Exercise inputs:
BEGIN
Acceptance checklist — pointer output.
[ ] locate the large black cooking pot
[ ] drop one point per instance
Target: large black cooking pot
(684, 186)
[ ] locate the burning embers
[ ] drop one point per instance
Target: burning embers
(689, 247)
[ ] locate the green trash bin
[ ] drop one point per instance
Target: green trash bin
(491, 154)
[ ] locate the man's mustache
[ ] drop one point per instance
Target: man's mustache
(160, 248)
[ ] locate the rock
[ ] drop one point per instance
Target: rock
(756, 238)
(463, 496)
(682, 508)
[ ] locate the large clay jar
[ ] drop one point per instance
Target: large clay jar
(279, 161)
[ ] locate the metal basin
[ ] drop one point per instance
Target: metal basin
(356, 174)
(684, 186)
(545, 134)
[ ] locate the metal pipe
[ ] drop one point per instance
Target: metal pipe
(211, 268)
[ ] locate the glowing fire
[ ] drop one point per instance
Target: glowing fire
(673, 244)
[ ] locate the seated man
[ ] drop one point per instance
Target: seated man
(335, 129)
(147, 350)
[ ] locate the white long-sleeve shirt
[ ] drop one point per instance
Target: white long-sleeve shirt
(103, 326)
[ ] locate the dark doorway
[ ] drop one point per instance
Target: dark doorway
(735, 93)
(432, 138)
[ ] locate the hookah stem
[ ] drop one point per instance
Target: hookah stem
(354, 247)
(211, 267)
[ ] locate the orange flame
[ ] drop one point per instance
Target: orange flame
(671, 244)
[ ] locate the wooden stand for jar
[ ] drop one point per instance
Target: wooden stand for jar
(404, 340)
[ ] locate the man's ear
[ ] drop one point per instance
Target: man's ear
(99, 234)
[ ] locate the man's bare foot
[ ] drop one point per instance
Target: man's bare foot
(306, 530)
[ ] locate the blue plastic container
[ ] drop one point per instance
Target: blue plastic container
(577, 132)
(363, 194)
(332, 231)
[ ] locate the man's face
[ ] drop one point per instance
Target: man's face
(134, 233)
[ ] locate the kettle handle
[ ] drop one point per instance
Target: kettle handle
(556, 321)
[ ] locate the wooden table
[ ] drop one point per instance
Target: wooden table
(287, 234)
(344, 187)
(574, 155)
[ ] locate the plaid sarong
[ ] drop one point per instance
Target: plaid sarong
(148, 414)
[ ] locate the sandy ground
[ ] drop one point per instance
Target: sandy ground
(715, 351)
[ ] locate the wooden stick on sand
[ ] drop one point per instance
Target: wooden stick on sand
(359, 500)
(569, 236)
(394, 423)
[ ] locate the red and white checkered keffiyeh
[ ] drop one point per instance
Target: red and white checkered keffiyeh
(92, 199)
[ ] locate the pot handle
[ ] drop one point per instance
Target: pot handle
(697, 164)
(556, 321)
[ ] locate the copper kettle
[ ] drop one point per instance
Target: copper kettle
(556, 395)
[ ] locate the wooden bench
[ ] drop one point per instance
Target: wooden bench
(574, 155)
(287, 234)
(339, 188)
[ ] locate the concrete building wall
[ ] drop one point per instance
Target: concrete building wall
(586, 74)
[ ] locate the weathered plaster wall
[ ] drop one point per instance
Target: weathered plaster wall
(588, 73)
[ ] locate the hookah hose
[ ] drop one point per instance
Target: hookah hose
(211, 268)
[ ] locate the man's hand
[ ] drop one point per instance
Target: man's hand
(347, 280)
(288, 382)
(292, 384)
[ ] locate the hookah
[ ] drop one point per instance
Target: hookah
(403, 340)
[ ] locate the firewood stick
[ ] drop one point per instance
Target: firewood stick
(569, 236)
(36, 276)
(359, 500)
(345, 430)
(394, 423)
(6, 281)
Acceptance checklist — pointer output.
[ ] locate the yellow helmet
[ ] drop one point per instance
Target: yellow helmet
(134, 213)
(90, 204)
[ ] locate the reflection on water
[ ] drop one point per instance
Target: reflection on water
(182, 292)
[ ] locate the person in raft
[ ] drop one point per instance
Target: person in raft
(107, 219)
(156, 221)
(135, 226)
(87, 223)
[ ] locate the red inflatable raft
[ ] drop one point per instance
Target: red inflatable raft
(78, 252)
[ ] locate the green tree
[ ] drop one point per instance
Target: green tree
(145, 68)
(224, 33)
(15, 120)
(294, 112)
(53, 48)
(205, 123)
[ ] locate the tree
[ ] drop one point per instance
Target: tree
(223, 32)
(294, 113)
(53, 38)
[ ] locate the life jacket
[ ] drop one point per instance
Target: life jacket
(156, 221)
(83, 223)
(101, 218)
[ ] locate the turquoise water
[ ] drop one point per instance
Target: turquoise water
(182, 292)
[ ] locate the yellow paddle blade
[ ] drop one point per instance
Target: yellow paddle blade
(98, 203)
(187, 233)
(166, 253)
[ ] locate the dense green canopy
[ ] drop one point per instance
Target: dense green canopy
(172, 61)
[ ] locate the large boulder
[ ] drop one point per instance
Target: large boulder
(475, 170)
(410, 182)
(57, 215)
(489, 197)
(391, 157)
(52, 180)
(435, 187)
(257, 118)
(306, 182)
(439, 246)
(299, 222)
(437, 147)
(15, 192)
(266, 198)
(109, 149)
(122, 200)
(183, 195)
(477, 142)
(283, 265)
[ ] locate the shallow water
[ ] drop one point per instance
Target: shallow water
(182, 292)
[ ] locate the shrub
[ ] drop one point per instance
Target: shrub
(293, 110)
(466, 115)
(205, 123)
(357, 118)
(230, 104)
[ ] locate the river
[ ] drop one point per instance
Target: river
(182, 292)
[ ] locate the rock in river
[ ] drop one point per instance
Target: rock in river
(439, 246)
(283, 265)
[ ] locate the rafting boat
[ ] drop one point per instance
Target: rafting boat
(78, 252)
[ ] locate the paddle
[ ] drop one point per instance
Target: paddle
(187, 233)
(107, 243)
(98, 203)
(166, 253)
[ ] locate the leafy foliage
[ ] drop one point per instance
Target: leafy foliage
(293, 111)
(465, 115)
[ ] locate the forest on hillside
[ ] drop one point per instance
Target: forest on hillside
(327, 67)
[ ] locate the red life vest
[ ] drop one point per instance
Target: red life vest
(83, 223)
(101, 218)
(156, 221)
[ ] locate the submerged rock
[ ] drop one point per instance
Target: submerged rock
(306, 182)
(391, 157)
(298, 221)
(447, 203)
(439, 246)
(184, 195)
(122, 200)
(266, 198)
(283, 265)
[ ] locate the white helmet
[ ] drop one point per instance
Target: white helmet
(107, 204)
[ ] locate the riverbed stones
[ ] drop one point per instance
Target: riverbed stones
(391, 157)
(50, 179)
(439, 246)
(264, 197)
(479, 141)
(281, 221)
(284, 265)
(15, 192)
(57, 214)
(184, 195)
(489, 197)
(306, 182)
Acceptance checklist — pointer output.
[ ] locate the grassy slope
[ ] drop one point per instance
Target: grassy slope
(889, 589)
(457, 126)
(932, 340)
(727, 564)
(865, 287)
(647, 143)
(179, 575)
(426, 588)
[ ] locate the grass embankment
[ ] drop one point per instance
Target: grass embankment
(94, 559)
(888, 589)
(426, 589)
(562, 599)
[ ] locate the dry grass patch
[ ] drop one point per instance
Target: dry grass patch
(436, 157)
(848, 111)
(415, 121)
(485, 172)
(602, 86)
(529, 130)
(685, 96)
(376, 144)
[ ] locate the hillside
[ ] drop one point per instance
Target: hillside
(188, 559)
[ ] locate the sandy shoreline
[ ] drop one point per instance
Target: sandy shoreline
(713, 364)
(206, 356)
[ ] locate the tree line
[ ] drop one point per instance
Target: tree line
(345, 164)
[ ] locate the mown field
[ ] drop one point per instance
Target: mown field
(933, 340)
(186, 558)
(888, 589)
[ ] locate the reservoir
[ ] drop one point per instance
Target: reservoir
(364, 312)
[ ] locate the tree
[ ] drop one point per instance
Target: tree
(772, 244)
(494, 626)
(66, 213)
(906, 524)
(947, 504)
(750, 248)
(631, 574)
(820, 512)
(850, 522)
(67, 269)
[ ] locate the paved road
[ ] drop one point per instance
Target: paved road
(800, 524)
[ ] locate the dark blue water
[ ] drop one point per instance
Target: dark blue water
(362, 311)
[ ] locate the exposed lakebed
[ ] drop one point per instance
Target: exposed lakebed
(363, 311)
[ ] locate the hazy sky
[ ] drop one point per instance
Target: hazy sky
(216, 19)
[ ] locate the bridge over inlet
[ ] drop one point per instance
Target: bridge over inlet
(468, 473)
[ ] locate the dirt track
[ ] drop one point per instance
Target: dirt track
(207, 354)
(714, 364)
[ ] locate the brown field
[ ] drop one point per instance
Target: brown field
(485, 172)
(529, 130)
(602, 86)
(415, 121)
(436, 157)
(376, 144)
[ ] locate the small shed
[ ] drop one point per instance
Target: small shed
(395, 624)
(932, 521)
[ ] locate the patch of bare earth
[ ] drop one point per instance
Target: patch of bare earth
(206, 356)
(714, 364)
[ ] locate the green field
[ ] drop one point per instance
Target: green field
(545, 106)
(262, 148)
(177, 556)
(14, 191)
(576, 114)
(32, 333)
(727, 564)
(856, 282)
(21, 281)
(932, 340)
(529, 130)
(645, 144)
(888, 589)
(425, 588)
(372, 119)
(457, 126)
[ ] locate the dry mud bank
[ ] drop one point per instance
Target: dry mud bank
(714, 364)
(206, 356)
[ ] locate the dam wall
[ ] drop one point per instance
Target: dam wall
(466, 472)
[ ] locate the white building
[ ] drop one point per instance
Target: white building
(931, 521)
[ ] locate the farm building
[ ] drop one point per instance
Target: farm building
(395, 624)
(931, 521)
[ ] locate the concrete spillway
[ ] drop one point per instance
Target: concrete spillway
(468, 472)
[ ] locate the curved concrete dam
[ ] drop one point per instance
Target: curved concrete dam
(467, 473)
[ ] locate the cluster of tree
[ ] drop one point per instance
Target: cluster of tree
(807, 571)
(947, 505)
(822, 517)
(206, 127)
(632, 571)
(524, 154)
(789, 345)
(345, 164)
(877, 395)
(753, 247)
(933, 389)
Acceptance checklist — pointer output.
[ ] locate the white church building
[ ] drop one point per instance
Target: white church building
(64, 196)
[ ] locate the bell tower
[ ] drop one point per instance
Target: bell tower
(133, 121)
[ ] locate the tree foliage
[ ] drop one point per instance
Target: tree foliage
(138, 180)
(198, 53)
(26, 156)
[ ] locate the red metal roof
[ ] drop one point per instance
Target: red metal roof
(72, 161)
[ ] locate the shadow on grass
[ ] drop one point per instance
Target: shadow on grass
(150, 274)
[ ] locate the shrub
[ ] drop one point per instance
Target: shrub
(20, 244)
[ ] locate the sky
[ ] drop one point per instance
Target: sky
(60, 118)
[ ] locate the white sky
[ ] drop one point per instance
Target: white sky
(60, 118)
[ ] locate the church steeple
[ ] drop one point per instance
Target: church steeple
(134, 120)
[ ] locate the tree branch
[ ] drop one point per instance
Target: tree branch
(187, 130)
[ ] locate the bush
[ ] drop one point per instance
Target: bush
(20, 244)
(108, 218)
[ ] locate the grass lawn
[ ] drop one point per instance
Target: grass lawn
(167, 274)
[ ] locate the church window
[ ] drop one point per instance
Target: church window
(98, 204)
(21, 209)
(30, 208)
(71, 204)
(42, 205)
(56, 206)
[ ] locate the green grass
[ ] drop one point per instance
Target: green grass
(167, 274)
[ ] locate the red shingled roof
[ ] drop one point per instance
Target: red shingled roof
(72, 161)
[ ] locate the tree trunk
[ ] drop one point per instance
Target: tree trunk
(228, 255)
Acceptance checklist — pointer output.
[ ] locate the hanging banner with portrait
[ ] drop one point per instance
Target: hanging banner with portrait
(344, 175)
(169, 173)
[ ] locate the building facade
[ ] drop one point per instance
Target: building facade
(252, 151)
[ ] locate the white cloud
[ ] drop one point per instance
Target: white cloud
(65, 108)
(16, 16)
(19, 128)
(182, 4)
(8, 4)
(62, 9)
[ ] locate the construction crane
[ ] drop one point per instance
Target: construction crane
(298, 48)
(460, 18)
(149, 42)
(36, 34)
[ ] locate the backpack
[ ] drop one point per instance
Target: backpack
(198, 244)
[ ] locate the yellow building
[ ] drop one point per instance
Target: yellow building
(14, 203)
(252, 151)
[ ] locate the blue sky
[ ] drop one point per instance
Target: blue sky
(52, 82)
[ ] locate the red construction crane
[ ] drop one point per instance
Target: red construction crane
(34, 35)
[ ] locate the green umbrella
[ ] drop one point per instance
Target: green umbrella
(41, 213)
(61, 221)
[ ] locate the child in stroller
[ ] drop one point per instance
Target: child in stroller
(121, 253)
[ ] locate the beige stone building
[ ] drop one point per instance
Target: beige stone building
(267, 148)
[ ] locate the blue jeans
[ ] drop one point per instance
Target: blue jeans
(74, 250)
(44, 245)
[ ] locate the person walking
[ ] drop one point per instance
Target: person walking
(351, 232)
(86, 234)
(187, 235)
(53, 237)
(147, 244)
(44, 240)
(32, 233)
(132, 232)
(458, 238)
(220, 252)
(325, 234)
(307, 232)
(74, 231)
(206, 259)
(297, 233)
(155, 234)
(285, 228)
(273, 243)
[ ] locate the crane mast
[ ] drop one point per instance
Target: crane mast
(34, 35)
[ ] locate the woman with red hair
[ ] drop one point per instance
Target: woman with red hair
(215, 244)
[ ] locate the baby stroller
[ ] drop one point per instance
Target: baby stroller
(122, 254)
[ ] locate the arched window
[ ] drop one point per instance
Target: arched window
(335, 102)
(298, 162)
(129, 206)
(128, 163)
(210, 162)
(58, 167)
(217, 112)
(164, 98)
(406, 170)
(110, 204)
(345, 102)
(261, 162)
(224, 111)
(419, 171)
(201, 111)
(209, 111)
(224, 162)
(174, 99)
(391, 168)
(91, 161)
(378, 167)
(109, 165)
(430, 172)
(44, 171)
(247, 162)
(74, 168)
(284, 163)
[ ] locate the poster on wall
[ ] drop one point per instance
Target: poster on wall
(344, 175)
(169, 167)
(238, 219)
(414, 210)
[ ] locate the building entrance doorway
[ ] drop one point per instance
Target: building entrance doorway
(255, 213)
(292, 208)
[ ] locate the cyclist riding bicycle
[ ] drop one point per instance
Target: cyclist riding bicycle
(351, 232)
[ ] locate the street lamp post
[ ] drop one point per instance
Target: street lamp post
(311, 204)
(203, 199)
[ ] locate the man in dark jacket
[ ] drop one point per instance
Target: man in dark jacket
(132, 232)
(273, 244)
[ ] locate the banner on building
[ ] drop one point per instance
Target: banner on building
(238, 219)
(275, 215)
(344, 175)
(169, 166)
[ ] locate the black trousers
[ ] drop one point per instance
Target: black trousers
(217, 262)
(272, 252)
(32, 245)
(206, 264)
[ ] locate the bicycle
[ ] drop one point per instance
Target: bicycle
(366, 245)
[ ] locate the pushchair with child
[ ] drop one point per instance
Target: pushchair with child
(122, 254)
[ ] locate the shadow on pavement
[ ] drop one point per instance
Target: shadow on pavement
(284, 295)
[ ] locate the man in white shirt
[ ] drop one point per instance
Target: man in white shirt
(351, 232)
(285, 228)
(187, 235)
END
Your instructions:
Of the entries above, transcribe exactly those lines that fall between the line containing "[ ] locate the backpack" and the line containing "[ ] locate the blue jeans", together with those two lines.

Problem solution:
[ ] locate the backpack
[ ] drop one point per instance
Target: backpack
(198, 244)
[ ] locate the yellow building
[ ] drop one point per instance
Target: yellow building
(14, 203)
(252, 151)
[ ] locate the blue sky
[ ] drop one point per instance
Target: blue sky
(52, 82)
[ ] locate the red construction crane
[ ] drop one point per instance
Target: red construction crane
(34, 35)
[ ] locate the green umbrella
[ ] drop one point per instance
Target: green umbrella
(41, 213)
(61, 221)
[ ] locate the child in stroller
[ ] drop one point per instance
Target: child in stroller
(121, 253)
[ ] locate the beige stone building
[ ] drop one point per instance
Target: beige stone building
(267, 148)
[ ] locate the blue jeans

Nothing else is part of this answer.